**What is needed:** Rewrite every row below with "in this photo" changed to "in this image" and everything else left as is. Leave the pictures out of your answer.

Coordinate annotation rows:
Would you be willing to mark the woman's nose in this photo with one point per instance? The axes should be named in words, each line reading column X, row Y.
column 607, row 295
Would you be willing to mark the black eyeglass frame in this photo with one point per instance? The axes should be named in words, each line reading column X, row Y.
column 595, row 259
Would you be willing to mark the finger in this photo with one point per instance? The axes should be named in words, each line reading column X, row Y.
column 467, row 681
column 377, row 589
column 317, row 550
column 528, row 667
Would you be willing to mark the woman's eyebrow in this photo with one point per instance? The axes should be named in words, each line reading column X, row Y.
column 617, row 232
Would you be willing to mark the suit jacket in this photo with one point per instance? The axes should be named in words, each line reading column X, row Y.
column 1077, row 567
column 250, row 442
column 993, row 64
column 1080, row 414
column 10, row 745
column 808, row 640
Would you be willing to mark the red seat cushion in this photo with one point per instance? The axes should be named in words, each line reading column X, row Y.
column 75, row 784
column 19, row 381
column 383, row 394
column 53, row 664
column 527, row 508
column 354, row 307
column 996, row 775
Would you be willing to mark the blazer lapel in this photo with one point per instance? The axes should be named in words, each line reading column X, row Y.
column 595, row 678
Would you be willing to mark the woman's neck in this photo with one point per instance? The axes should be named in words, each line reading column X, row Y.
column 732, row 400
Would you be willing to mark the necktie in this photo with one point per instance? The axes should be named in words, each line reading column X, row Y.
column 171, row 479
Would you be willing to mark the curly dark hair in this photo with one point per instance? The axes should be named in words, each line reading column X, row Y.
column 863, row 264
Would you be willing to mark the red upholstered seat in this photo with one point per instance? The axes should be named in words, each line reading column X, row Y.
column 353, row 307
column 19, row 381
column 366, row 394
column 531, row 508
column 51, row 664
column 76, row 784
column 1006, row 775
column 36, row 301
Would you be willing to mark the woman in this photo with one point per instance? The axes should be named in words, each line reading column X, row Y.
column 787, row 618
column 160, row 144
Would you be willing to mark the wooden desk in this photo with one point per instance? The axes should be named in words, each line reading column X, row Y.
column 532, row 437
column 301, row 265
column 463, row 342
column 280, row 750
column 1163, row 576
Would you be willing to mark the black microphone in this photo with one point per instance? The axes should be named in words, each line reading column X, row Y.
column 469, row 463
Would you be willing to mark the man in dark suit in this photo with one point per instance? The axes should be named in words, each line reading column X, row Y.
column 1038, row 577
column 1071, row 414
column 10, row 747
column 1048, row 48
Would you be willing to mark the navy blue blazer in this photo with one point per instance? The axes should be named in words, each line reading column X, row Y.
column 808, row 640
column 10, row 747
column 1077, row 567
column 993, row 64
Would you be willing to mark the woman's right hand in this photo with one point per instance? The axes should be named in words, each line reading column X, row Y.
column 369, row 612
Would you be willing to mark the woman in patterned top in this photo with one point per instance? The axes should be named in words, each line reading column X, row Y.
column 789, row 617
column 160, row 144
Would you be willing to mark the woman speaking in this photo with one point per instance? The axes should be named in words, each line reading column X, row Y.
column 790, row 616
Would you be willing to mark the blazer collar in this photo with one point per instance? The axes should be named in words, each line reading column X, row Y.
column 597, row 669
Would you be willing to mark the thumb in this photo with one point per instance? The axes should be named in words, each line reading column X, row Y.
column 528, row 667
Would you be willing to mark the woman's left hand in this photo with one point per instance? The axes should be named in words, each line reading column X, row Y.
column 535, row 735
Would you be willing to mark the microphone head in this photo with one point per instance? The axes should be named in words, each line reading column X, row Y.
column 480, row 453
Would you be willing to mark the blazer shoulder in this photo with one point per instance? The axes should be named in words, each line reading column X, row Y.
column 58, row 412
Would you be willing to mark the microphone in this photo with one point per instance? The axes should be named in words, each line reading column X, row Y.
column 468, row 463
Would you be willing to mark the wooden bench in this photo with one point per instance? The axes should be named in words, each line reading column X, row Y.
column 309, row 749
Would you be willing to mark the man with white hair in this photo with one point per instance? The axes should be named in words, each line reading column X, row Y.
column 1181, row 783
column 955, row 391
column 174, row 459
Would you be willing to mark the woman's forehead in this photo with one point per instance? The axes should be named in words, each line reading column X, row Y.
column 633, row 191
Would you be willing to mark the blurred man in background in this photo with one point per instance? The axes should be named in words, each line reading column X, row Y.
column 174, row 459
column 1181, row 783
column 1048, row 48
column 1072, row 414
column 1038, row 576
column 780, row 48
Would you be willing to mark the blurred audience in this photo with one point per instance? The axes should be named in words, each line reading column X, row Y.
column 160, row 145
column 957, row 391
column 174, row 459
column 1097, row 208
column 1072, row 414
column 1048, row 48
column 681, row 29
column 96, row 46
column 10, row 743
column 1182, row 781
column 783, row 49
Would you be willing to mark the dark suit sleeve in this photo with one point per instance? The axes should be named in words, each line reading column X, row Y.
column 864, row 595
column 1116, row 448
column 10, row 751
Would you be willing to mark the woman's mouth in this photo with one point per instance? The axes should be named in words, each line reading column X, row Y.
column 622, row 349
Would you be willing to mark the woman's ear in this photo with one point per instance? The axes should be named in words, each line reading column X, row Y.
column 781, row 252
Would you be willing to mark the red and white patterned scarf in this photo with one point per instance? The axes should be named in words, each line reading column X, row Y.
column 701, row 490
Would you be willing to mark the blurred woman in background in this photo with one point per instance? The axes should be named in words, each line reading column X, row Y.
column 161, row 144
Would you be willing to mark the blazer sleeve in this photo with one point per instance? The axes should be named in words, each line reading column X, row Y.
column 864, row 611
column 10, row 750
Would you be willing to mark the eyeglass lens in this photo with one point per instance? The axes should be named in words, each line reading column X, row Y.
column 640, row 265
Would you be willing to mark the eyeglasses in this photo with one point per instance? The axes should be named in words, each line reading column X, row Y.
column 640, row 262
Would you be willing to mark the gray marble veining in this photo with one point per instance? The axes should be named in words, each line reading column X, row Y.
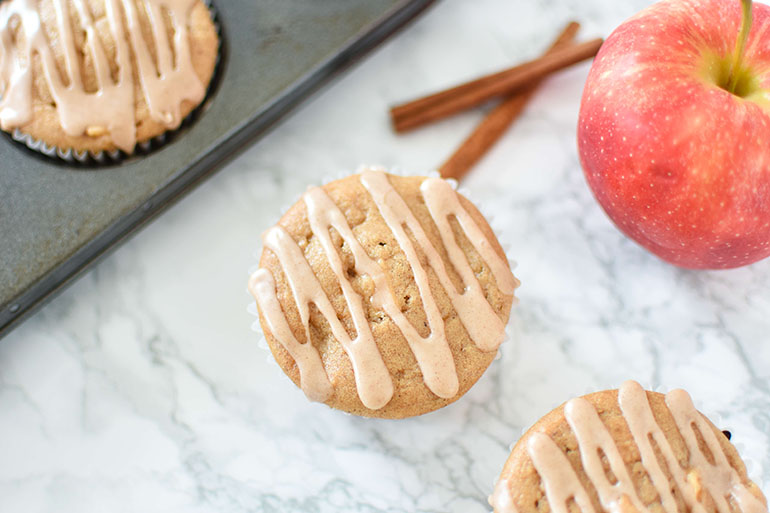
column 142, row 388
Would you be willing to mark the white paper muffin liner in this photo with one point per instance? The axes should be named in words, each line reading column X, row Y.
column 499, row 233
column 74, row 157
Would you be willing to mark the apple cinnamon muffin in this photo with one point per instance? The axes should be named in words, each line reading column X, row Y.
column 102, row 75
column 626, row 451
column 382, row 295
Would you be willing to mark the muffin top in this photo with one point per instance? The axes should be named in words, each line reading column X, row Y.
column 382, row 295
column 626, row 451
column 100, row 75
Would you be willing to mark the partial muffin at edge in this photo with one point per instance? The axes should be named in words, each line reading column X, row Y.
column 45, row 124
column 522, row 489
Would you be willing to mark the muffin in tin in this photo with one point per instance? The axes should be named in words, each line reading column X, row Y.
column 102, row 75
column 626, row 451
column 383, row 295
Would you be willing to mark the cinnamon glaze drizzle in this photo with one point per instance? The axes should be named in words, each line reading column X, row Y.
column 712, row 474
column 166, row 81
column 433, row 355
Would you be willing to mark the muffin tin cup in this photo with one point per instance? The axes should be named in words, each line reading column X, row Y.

**Solution to the problem:**
Would you be willing to mark the woman's nose in this image with one point per instance? The axes should be named in words, each line reading column X, row Y.
column 607, row 295
Would you be willing to mark the black eyeglass frame in this image with one point per instance? The axes should be named in words, each line reading column X, row Y.
column 595, row 259
Would you be willing to mark the finger in this image with one point per instance? The axes should be named in words, each line reading column X, row Y.
column 467, row 681
column 377, row 589
column 317, row 550
column 528, row 667
Would you be willing to mark the woman's eyebrow in this image with one point per instance? The axes should be named in words, each line reading column X, row Y.
column 617, row 232
Would you be willing to mark the suit jacket in this image with one point per instance? The axes should be named in words, each line reading column X, row Y.
column 1077, row 567
column 250, row 442
column 993, row 64
column 1080, row 414
column 10, row 745
column 808, row 640
Would you be willing to mark the red seat cushion in this image with one point per instance? The axes should be named in words, each line reading column X, row Y.
column 75, row 784
column 19, row 381
column 383, row 394
column 53, row 664
column 527, row 508
column 354, row 307
column 996, row 775
Would you be willing to mark the blazer lapel in this image with one point per instance? The axes should be named in words, each line reading column X, row Y.
column 595, row 678
Would you be willing to mark the woman's neck in this image with one point per instance? The axes should be named in words, each line reading column X, row Y.
column 732, row 400
Would you be willing to mark the necktie in this image with one point per instance? The axes should be named in words, each line reading column X, row Y.
column 171, row 479
Would you be willing to mark the curly dark hair in this image with one point per instance? The axes should be named in words, each line reading column X, row Y.
column 863, row 264
Would you be willing to mark the red upholstered seat in this image with one point per instance? The axes should be named in words, each line reading column X, row Y.
column 353, row 307
column 19, row 381
column 366, row 394
column 531, row 508
column 51, row 664
column 76, row 784
column 1006, row 775
column 36, row 301
Would you be willing to mark the woman in this image with one point per instance? The axes should be named in words, each line reading column X, row Y.
column 787, row 618
column 160, row 144
Would you be willing to mark the wooden desk in this image with one point per instance? The axes should be named in words, each line reading column X, row Y.
column 532, row 437
column 301, row 265
column 463, row 342
column 280, row 750
column 1163, row 576
Would you be willing to mark the black microphone in this image with one point per instance? The axes should be named in words, each line reading column X, row Y.
column 469, row 463
Would you be willing to mark the man in dark suit in this image with one point per instance? The axes should be named in words, each line reading column X, row Y.
column 1038, row 577
column 1071, row 414
column 10, row 747
column 1048, row 48
Would you be willing to mark the navy blue blazer in this image with one point per instance? The axes should be named in words, each line reading column X, row Y.
column 808, row 640
column 10, row 747
column 1077, row 567
column 993, row 64
Would you be willing to mark the woman's right hand in this image with one point per instance? The axes should be named in words, each line reading column X, row Y.
column 369, row 612
Would you be willing to mark the woman in patterned top in this image with one point per instance? The axes should be named in words, each line reading column X, row Y.
column 789, row 617
column 160, row 144
Would you be willing to mark the woman speaking in this image with one point per instance? The axes should be named in words, each line reading column X, row Y.
column 790, row 616
Would you be willing to mark the blazer collar in this image with one point per instance? The axes should be named in words, each line reading column X, row Y.
column 597, row 669
Would you be willing to mark the thumb in this image with one point per instance? The axes should be named in words, each line reading column X, row Y.
column 528, row 667
Would you be willing to mark the woman's left hand in this image with one point per instance? The axes should be named in words, each line reading column X, row Y.
column 535, row 735
Would you be willing to mark the microphone head in this image with one point per instance? The axes should be named in words, each line reading column X, row Y.
column 480, row 453
Would you be willing to mark the blazer shoulder in this image with one point per instance? The axes should be named in words, each line reading column X, row Y.
column 58, row 412
Would you be willing to mark the microphone in this image with one point per instance? The axes should be named in words, each line reading column X, row Y.
column 468, row 463
Would you be willing to mark the wooden bench in this image with one point per instance? The axes should be named in words, each line reading column X, row Y.
column 309, row 749
Would you be willing to mark the man with white hair in this image with one point per instance? The axes should be named in words, each line reading column X, row Y.
column 1181, row 783
column 955, row 391
column 174, row 459
Would you be willing to mark the woman's forehead in this image with one point per instance? The axes should be named in words, each line reading column X, row Y.
column 633, row 191
Would you be willing to mark the blurred man in background in this image with one point per instance? The axes should be named in words, each line reading column X, row Y.
column 174, row 459
column 1181, row 783
column 1048, row 48
column 1072, row 414
column 1038, row 576
column 780, row 48
Would you be willing to mark the blurred audience in this image with one point per instance? The axes should be named in words, each line reading column X, row Y.
column 160, row 145
column 957, row 391
column 174, row 459
column 1097, row 208
column 1072, row 414
column 1048, row 48
column 681, row 29
column 96, row 46
column 10, row 743
column 1182, row 781
column 783, row 49
Would you be willing to mark the dark suit sleeve in this image with one point per instance? The axes should be named in words, each line reading column X, row Y.
column 864, row 595
column 1116, row 448
column 10, row 751
Would you be willing to mark the woman's mouth in this image with one point per instance? The axes should be named in words, each line reading column X, row Y.
column 622, row 349
Would you be willing to mark the woman's ear in this image with one point per instance? The axes should be named in words, each line reading column X, row Y.
column 781, row 252
Would you be willing to mark the red and white patterned scarf in this image with one point per instance? The axes should be named in words, each line reading column X, row Y.
column 701, row 490
Would you be willing to mark the blurred woman in background in this image with one point per instance? The axes should be named in words, each line reading column X, row Y.
column 161, row 144
Would you be willing to mark the blazer sleeve in this image with one point per instance? The axes should be named in words, each line reading column X, row Y.
column 864, row 611
column 10, row 750
Would you be willing to mark the eyeglass lens in this image with one point per instance? The axes should be named in words, each line reading column X, row Y.
column 640, row 265
Would you be willing to mark the eyeglasses in this image with one point per instance? The axes should be named in words, each line reading column X, row Y.
column 640, row 262
Would you be willing to mark the gray marble veining in this image with one point per instance? The axes should be named in words, each line reading column X, row Y.
column 142, row 388
Would you be willing to mark the white paper muffin liner in this image with one point per instance? The axes should be named in words, each line reading column X, row Y.
column 499, row 233
column 74, row 157
Would you be willing to mark the apple cinnamon muffin in this image with one point per instance? The axes should be named in words, each line reading column X, row Y.
column 102, row 75
column 626, row 451
column 382, row 295
Would you be willing to mark the muffin top in this image with one point per instance? The axes should be named in words, each line reading column X, row Y.
column 382, row 295
column 626, row 451
column 100, row 75
Would you be willing to mark the partial muffin at edge in this image with one point per instance? The axes should be named in words, each line reading column X, row Y.
column 45, row 124
column 522, row 489
Would you be willing to mark the muffin in tin in this image with one point per instance? The axes should be named in words, each line reading column X, row Y.
column 102, row 75
column 626, row 451
column 383, row 295
Would you be willing to mark the cinnamon glaze drizzle in this image with one point per instance? The axes should be named in words, each line reading column X, row Y.
column 712, row 474
column 166, row 81
column 433, row 355
Would you be willing to mark the muffin tin cup in this image with one point per instance? The axes should be named in words, each line reading column X, row Y.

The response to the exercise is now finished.